▶ [What you will do]:
A: Translate this sentence from the postdoc posting on individual-based modeling into French: "The Inria Saclay-Île-de-France Research Centre was established in 2008."
B: In the postdoc posting on individual-based modeling, update the passage between "Post-Doctoral Research Visit" and "54 different nationalities.", inclusive, so that "Paris-Saclay University" becomes "Université Paris-Saclay".
C: Take the postdoc posting on individual-based modeling further, continuing past its final sentence.

▶ [Text section]:
Post-Doctoral Research Visit F/M Individual-based modeling of coupled single-cell and population processes

The Inria Saclay-Île-de-France Research Centre was established in 2008. It has developed as part of the Saclay site in partnership with Paris-Saclay University and with the Institut Polytechnique de Paris since 2021.

The centre has 39 project teams , 27 of which operate jointly with Paris-Saclay University and the Institut Polytechnique de Paris. Its activities occupy over 600 scientists and research and innovation support staff, including 54 different nationalities.

Inria is the French national institute for research in computer science, control, and applied mathematics promoting scientific excellence and technology transfer. The research topics of pour group are at the intersection of mathematical biology, statistics, control engineering, and statistical physics applied to problems in biology.

This research project aims to better understand the mechanisms related to gene expression and plasmid
copy number fluctuations in a cell population with application to synthetic biology.

▶ [Record extracts]:
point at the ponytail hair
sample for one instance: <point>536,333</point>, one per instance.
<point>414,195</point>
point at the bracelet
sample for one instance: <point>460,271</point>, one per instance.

▶ [Answers for the exercise]:
A: Le centre de recherche Inria Saclay-Île-de-France a été créé en 2008.

B:
Post-Doctoral Research Visit F/M Individual-based modeling of coupled single-cell and population processes

The Inria Saclay-Île-de-France Research Centre was established in 2008. It has developed as part of the Saclay site in partnership with Université Paris-Saclay and with the Institut Polytechnique de Paris since 2021.

The centre has 39 project teams , 27 of which operate jointly with Université Paris-Saclay and the Institut Polytechnique de Paris. Its activities occupy over 600 scientists and research and innovation support staff, including 54 different nationalities.

C:
Modelling gene expression has been the subject of much interest in the literature. The models proposed are generally single-cell, and based on the central dogma of molecular biology, which describes a simplified scheme whereby instructions on DNA are transcribed into messenger RNA, which in turn is translated into proteins. In this scale, the environment is often assumed to be highly invariant and the number of molecules for each protein is small and therefore subject to considerable stochasticity. These numbers of molecules are modelled using continuous-time Markov chains (CTMC). In the scale of the demography, this individual dynamics becomes rapid and can be approximated by continuous models like ODEs. In addition, it becomes essential to take into account the unequal sharing of all this molecular content at the time of cell division. This mechanism is well known to enhance the heterogeneity of gene expression at the population level. How to develop models that capture all these aspects while remaining analytically or numerically tractable is an open research question and will be the focus of this project.

• Develop an individual-based modeling framework that can be used to understand coupled single-cell and population processes.
• Develop approaches to mathematically analyse individual-based models and to numerically simulate them.
• Make use of single-cell microscopy data of our collaborators to parameterize a model of a synthetic gene circuit in bacteria.
• Use the model to study how the burden for cells created by the synthetic gene circuit affects emerging population growth rates.

• Strong programming and mathematics skills.
• Prior experience with single-cell microscopy data.
• Prior experience with stochastic individual-based models.

• Subsidized meals
• Partial reimbursement of public transport costs
• Leave: 7 weeks of annual leave + 10 extra days off due to RTT (statutory reduction in working hours) + possibility of exceptional leave (sick children, moving home, etc.)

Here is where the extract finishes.